- Brief: Print the records again, character for character.
*** Opening Records shown ***
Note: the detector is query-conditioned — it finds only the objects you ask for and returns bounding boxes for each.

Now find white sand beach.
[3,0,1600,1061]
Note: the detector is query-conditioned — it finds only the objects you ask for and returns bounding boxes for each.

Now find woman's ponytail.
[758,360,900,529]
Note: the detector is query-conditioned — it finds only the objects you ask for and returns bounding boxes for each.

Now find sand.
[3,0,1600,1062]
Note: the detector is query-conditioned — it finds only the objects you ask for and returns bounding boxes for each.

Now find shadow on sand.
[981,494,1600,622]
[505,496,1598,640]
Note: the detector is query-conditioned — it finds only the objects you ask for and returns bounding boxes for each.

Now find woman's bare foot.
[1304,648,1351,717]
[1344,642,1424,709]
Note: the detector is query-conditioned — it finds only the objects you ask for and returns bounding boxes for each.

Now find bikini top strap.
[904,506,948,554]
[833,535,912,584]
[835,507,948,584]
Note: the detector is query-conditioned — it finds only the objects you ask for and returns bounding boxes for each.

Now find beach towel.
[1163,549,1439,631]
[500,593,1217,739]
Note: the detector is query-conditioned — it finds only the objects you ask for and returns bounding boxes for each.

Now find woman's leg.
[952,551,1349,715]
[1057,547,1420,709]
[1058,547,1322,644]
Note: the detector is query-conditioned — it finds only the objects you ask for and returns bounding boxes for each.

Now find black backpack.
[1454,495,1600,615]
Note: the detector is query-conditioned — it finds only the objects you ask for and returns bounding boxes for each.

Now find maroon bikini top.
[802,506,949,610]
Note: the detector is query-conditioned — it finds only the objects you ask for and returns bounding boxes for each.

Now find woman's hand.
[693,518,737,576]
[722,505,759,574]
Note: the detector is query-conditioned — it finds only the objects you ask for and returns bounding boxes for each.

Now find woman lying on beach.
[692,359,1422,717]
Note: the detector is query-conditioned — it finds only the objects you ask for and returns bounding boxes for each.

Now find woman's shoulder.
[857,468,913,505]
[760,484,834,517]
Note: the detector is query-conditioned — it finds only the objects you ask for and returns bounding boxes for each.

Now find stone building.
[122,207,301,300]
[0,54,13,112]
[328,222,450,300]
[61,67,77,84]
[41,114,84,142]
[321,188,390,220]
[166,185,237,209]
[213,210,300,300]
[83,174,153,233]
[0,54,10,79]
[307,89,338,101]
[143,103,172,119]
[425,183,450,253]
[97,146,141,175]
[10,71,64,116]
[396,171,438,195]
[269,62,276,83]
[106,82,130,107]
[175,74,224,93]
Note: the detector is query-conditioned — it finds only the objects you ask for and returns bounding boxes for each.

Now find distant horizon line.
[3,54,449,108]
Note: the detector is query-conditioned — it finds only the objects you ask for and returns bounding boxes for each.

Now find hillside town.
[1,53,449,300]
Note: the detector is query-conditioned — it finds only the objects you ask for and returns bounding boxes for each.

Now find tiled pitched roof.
*** Closing Records shown ***
- Output of the task:
Note: the detector is query-conditioned — it finds only the objects you ask for and returns bounding boxes for each.

Now find white sand beach.
[3,0,1600,1061]
Note: the detector is query-conditioned — it finds only the objects you ask for and returns bounding boxes for each.

Now find woman's ponytail.
[758,360,900,529]
Note: the detector is query-conditioned — it finds only the objects you ask for and returns bounding boxes for each.

Now find sand.
[3,0,1600,1062]
Note: the detector is query-conditioned — it finds only the objects you ask for and returns bounding boxes for each.

Now find shadow on sand.
[981,494,1600,622]
[505,496,1598,640]
Note: the detector is query-conditioned — it finds only the objects you ask for and returns bounding boxes for each.

Now find woman's bare foot.
[1304,648,1351,717]
[1344,642,1424,709]
Note: the detector is query-conditioned — it finds only the objects you ask for and returns bounding boxes for each.

Now find bikini top strap.
[904,506,948,554]
[833,535,912,584]
[835,507,948,584]
Note: the detector is query-conditioned — it finds only the objects you ask for and returns bounding boxes for each.

Now find beach towel.
[1163,549,1439,631]
[500,593,1217,739]
Note: the detector is query-conditioned — it finds only the objects you ask for and returns bounding boxes for each.

Now find woman's leg.
[952,551,1349,715]
[1057,547,1420,709]
[1058,547,1322,644]
Note: the detector is query-conditioned — it finds only the objects you ask for and returns bounding boxes for each.

Now find black backpack.
[1454,495,1600,615]
Note: the detector is query-conditioned — it finds only the objects you ask for and returns bounding boxes for each.

Now find maroon bikini top.
[802,506,949,610]
Note: the detector is query-conditioned — it finds only the objects you ask for and returns bounding boxes for each.

Now find woman's hand.
[693,518,737,576]
[722,505,759,574]
Note: the detector is query-conditioned — it finds only the objects you ask for and returns bounding boxes for each.

Now find woman lying on beach.
[692,359,1422,717]
Note: the detector is query-conditioned — it finds only the objects you ask for and returns bounding boxes for each.

Now find woman's shoulder.
[857,468,913,505]
[760,484,834,517]
Note: the detector is query-conditioned — it finds only the objects you ask for and returns bounding boxes for each.

Now find stone building.
[122,207,301,300]
[0,54,13,112]
[328,222,450,300]
[61,67,77,84]
[41,114,84,142]
[321,188,390,220]
[166,185,237,209]
[213,210,300,300]
[83,174,153,233]
[0,54,10,79]
[307,89,338,101]
[143,103,172,119]
[425,183,450,253]
[97,146,141,175]
[10,71,64,116]
[396,171,438,195]
[269,62,276,83]
[106,82,130,107]
[175,74,224,93]
Note: the detector is query-conditioned — it finds only the objects you ask for and returns bounding boxes for each.

Now find distant horizon line.
[3,54,449,108]
Note: the detector is query-conditioned — it finds only the objects you ask for and returns bounding boxes for each.

Now find hillside town.
[1,53,449,300]
Note: the detector is query-conditioned — it finds only the objects you ask for and returns bounding boxes for each.

Now find tiled pitched roof.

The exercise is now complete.